- _Passage_
See McCullagh and Nelder (1989) (and the source code).
On Fri, 31 Mar 2006, Chad Reyhan Bhatti wrote:
> Hello,
>
> I have a question about the add1() function and quasilikelihoods for GLMs.
> I am fitting quasi-Poisson models using glm(, family = quasipoisson).
> Technically, with the quasilikelihood approach the deviance does not have
> the interpretation as a likelihood-based measure of sample information.
> Functions such as stepAIC() cannot be used. The function add1() returns
> the change in the scaled deviance between the null model and the
> alternative model along with a chi-sq p-value.
Not true. You choose a suitable test, and for quasipoisson the F test is
the appropriate choice and that does not give `a chi-sq p-value'.
If the dispersion is estimated, it is estimated via the residual deviance
(as it says on the help page) and that has a degrees of freedom in the
model output. The test is done in exactly the same way as a lm fit, just
replacing sums of squares by deviances (and indeed, exactly as a Gaussian
glm fit).

- _Entries supplied_
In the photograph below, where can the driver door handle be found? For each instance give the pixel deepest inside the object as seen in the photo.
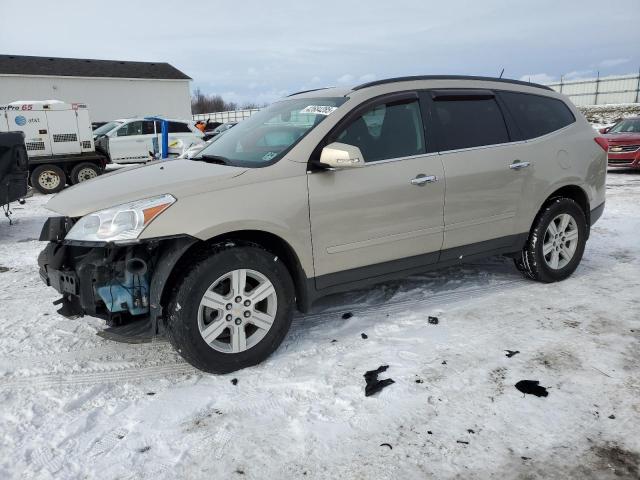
(422, 179)
(517, 165)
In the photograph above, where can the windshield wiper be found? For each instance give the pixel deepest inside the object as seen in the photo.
(213, 159)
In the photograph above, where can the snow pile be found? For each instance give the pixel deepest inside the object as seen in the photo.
(76, 406)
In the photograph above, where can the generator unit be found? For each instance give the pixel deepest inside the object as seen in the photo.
(58, 139)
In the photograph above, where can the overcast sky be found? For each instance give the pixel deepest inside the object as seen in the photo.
(252, 50)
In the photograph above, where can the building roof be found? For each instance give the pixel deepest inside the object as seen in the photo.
(79, 67)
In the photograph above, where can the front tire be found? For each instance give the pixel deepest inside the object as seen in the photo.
(556, 243)
(232, 309)
(48, 179)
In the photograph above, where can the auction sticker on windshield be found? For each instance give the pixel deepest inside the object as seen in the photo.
(319, 109)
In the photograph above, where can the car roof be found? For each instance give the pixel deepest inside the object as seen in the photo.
(343, 92)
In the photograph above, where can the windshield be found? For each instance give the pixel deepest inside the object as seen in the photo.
(106, 128)
(630, 125)
(269, 134)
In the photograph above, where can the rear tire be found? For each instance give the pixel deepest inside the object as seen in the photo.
(48, 179)
(84, 171)
(215, 301)
(556, 243)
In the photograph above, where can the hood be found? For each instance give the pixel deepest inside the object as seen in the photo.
(622, 138)
(180, 178)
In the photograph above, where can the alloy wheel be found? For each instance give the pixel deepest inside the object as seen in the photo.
(237, 311)
(560, 241)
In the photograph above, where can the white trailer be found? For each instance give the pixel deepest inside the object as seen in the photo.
(59, 141)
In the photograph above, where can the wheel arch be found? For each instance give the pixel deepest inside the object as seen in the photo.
(575, 193)
(267, 240)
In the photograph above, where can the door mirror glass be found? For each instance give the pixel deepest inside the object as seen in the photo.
(341, 155)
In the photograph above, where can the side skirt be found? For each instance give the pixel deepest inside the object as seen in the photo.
(373, 274)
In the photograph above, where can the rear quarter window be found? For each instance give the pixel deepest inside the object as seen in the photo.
(536, 115)
(468, 123)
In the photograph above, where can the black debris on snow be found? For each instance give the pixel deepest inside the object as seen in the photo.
(373, 384)
(532, 387)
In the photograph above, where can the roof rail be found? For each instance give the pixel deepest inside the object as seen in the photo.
(448, 77)
(307, 91)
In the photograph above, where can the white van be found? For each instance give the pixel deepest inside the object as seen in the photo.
(134, 140)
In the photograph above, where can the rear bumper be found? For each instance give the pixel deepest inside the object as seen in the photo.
(596, 213)
(624, 160)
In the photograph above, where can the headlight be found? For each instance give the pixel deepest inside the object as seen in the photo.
(121, 223)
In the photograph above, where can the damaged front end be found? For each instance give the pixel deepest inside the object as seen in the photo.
(119, 283)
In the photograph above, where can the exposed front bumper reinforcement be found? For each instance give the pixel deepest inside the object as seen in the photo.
(122, 284)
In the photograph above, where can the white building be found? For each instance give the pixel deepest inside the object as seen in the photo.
(111, 89)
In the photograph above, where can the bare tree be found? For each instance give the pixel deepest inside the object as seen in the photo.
(203, 103)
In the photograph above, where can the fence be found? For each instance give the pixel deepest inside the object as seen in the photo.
(224, 117)
(601, 91)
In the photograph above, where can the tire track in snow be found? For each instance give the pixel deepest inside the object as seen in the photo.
(106, 373)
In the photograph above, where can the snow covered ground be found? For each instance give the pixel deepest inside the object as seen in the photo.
(74, 405)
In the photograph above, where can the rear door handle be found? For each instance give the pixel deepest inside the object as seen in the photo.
(517, 165)
(422, 179)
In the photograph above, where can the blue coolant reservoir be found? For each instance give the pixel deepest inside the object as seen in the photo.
(131, 296)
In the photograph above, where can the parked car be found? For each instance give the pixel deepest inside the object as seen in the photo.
(14, 167)
(327, 191)
(134, 140)
(624, 143)
(208, 134)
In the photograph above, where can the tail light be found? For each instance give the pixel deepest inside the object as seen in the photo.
(603, 142)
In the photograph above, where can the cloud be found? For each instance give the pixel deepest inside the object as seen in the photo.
(538, 78)
(346, 78)
(242, 53)
(578, 75)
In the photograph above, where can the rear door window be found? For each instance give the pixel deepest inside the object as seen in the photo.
(178, 127)
(537, 115)
(468, 122)
(391, 130)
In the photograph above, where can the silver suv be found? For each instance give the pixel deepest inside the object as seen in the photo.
(325, 191)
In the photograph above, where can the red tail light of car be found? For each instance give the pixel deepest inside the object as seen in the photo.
(603, 142)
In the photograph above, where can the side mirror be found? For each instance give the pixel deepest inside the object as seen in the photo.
(341, 155)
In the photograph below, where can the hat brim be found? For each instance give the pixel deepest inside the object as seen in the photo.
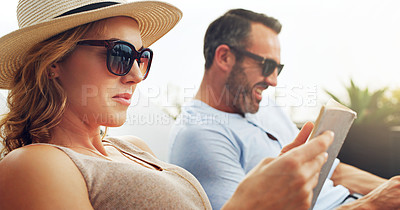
(155, 19)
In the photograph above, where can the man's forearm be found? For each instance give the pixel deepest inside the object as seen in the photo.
(356, 180)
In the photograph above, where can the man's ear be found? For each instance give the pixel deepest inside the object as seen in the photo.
(54, 70)
(224, 58)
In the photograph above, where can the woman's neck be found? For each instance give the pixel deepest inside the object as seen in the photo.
(74, 132)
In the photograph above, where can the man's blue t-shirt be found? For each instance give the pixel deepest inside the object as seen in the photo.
(220, 148)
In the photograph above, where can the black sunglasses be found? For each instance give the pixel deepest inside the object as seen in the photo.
(269, 65)
(121, 55)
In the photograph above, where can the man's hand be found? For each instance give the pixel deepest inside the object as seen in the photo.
(386, 196)
(285, 182)
(301, 137)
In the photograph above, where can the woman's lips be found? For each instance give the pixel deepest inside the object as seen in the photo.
(123, 98)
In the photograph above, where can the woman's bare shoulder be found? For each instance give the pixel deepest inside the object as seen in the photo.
(42, 177)
(138, 143)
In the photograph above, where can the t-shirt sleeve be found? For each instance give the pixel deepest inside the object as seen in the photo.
(211, 156)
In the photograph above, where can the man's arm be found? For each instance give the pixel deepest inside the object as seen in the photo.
(212, 157)
(285, 182)
(356, 180)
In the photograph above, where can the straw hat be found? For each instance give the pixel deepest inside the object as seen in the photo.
(41, 19)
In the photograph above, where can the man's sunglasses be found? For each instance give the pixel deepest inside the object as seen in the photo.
(121, 56)
(269, 65)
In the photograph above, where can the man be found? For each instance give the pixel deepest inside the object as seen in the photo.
(220, 136)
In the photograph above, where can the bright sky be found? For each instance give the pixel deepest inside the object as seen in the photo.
(324, 43)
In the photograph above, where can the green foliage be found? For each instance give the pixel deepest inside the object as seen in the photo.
(380, 107)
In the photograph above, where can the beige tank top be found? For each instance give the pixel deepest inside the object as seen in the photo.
(146, 183)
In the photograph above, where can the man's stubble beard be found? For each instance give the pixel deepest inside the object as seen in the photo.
(240, 92)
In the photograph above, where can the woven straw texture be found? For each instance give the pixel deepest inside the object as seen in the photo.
(37, 21)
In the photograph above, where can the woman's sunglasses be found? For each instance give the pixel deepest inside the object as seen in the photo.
(269, 65)
(121, 56)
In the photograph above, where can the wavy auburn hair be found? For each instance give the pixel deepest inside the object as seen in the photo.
(37, 102)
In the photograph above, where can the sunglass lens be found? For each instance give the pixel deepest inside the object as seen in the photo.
(269, 68)
(120, 59)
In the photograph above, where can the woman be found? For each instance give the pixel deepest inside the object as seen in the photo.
(73, 67)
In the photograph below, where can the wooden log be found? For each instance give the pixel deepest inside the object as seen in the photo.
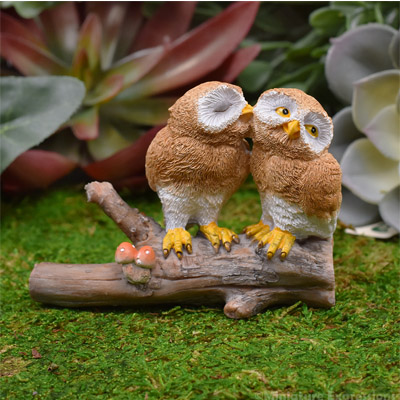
(243, 279)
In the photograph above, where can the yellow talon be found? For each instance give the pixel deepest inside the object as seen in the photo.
(176, 239)
(216, 235)
(278, 239)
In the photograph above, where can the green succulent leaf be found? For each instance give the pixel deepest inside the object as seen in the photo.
(85, 124)
(61, 28)
(15, 28)
(368, 173)
(29, 9)
(150, 111)
(394, 50)
(87, 54)
(30, 58)
(32, 109)
(327, 19)
(109, 142)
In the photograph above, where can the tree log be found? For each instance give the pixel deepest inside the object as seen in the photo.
(244, 279)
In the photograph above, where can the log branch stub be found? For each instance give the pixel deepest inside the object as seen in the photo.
(243, 279)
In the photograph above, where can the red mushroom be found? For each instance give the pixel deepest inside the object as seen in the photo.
(146, 258)
(126, 253)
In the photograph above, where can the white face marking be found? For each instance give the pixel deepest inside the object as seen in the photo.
(265, 109)
(219, 108)
(325, 131)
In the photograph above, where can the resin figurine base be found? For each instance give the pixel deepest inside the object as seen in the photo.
(243, 279)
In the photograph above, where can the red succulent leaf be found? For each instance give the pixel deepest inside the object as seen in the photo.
(137, 181)
(89, 42)
(129, 29)
(112, 16)
(229, 70)
(61, 27)
(138, 64)
(199, 51)
(125, 163)
(105, 90)
(80, 65)
(29, 58)
(15, 28)
(85, 124)
(172, 19)
(35, 169)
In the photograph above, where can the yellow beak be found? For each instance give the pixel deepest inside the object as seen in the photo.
(248, 109)
(292, 128)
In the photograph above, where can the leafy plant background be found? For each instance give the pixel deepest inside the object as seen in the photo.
(291, 40)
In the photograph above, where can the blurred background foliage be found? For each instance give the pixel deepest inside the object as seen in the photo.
(295, 38)
(285, 47)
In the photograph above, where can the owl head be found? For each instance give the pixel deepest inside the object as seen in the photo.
(290, 123)
(213, 111)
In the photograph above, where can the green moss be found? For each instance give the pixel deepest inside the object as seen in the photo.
(180, 352)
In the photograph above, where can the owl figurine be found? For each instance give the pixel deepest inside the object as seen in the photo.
(298, 180)
(198, 161)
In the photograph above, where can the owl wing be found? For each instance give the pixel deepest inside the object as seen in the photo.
(158, 159)
(322, 187)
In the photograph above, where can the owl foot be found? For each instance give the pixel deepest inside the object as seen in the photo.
(215, 235)
(257, 231)
(278, 239)
(175, 239)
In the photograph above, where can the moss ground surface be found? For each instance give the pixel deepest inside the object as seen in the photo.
(172, 352)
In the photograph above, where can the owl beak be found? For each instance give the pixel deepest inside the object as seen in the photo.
(292, 128)
(247, 110)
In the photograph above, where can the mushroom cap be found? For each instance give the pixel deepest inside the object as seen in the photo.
(126, 253)
(146, 257)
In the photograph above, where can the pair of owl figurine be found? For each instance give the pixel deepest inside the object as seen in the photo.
(201, 158)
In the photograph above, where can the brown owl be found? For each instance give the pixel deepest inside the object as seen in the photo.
(298, 180)
(198, 161)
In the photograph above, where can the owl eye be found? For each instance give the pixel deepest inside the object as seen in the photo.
(312, 130)
(283, 112)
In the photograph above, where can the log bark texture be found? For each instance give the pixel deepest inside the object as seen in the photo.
(243, 279)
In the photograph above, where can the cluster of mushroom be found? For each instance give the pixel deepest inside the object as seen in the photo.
(127, 253)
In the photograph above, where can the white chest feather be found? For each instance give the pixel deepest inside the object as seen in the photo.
(290, 217)
(189, 206)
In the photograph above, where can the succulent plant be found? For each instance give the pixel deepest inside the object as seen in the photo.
(133, 69)
(362, 69)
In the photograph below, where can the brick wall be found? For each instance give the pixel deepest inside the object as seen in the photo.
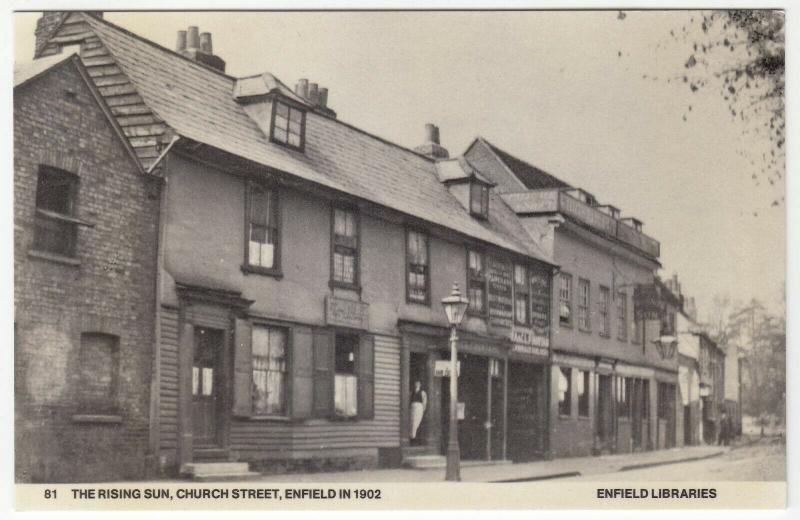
(108, 288)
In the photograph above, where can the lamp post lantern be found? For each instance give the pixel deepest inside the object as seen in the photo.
(455, 306)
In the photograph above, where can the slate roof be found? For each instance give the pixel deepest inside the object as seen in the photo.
(24, 72)
(198, 103)
(532, 177)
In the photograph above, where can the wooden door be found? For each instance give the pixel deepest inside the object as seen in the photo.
(206, 386)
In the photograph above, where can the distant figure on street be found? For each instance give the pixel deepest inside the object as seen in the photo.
(724, 429)
(419, 402)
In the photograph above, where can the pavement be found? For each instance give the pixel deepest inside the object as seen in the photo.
(522, 472)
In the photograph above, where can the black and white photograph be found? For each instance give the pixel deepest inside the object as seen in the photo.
(321, 253)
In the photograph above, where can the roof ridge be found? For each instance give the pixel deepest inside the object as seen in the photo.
(157, 45)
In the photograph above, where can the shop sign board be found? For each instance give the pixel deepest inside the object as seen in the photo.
(441, 368)
(346, 313)
(500, 275)
(540, 308)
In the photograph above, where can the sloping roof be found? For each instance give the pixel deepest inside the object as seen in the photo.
(24, 72)
(532, 177)
(198, 103)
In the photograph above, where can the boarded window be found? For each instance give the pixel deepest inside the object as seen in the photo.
(99, 373)
(288, 125)
(418, 274)
(262, 227)
(55, 229)
(565, 298)
(269, 370)
(476, 283)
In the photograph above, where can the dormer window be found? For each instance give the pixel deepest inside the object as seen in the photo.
(288, 125)
(479, 200)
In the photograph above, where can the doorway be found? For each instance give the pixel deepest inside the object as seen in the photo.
(207, 379)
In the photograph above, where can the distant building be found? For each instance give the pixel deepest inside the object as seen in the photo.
(612, 389)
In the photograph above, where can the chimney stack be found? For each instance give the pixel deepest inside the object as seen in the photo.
(432, 147)
(198, 47)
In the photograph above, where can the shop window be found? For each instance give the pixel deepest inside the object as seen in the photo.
(262, 229)
(99, 373)
(55, 228)
(269, 370)
(521, 295)
(565, 391)
(417, 288)
(622, 316)
(345, 248)
(565, 298)
(288, 125)
(479, 200)
(346, 377)
(583, 304)
(603, 311)
(583, 393)
(476, 283)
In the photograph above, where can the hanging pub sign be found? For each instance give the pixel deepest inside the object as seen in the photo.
(647, 304)
(540, 308)
(500, 276)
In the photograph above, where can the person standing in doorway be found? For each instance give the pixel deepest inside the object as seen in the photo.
(419, 403)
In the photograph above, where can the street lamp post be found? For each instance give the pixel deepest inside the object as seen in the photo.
(455, 306)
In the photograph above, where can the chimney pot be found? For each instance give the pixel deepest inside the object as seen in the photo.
(193, 37)
(431, 133)
(205, 43)
(302, 88)
(313, 93)
(181, 44)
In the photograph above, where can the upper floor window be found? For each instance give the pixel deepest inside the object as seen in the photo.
(269, 370)
(288, 125)
(565, 298)
(521, 295)
(417, 288)
(476, 282)
(583, 303)
(622, 316)
(479, 199)
(603, 310)
(55, 229)
(262, 228)
(345, 248)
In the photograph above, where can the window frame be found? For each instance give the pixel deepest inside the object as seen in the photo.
(604, 311)
(622, 315)
(526, 288)
(67, 220)
(290, 107)
(287, 396)
(584, 399)
(483, 203)
(355, 285)
(247, 267)
(355, 374)
(585, 327)
(475, 280)
(569, 321)
(568, 393)
(427, 300)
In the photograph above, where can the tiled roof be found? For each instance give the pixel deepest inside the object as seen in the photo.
(24, 72)
(198, 103)
(532, 177)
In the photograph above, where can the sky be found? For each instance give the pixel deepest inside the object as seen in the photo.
(564, 91)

- _What needs to be done_
In the reply about add1() and quasi-Poisson models above, copy the words from "On Fri, 31 Mar" to "family = quasipoisson)." verbatim.

- _Task result_
On Fri, 31 Mar 2006, Chad Reyhan Bhatti wrote:
> Hello,
>
> I have a question about the add1() function and quasilikelihoods for GLMs.
> I am fitting quasi-Poisson models using glm(, family = quasipoisson).